[Records from a point labeling set]
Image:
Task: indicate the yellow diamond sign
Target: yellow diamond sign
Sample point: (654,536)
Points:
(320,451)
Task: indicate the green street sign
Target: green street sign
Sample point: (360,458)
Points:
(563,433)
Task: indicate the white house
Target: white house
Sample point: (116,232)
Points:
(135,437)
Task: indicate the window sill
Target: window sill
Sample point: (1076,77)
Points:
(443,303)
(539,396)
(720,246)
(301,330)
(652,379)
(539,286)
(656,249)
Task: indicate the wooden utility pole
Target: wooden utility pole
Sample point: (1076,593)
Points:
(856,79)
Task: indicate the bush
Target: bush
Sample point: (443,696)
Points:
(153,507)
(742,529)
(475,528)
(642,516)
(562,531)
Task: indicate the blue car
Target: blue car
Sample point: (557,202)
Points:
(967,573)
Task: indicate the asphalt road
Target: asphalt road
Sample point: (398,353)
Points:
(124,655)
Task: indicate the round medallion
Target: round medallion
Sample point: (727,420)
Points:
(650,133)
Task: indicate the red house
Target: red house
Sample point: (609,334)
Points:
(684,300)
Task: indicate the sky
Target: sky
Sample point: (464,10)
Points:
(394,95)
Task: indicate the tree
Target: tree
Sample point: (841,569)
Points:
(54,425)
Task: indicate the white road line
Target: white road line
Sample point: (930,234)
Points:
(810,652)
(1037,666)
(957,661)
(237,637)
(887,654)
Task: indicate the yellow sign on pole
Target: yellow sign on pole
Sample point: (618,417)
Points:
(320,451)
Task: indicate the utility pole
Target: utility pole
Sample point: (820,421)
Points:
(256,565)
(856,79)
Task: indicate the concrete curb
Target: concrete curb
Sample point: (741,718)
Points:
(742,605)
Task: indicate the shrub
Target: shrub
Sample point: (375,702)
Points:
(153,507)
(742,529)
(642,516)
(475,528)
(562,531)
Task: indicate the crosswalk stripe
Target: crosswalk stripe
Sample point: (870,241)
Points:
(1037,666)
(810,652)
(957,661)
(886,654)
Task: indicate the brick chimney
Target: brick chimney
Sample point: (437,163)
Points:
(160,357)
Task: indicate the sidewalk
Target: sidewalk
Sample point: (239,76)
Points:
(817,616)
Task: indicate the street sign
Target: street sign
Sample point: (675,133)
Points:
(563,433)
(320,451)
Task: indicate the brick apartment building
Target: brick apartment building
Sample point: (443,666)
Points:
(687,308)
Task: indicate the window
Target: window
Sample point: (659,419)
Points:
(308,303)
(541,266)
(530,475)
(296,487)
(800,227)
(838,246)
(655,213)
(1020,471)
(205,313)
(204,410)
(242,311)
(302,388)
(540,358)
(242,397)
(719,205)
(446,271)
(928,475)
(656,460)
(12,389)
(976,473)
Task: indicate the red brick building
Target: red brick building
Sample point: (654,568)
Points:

§ **TASK DETAILS**: Repeat exactly the lines from the one containing "Task: indicate the brick chimney" through the last line of the records above, both included, and nothing else.

§ **EXERCISE RESULT**:
Task: indicate the brick chimney
Target: brick chimney
Sample point: (437,163)
Points:
(160,357)
Task: indicate the sidewalk
Target: sidewalk
Sample point: (239,76)
Points:
(817,616)
Task: indicate the street sign
Target: street sign
Sample point: (675,133)
Points:
(563,433)
(320,451)
Task: indicate the brick apartment building
Target: brick apartment building
Sample point: (443,666)
Points:
(687,308)
Task: indicate the window
Target: window
Sample point: (659,419)
Points:
(308,303)
(541,266)
(530,475)
(296,487)
(800,227)
(838,246)
(655,213)
(1020,471)
(205,313)
(204,410)
(242,311)
(302,388)
(540,358)
(242,397)
(719,205)
(446,271)
(928,475)
(656,460)
(12,389)
(976,473)
Task: indicate the red brick building
Target: red brick building
Sample point: (654,568)
Points:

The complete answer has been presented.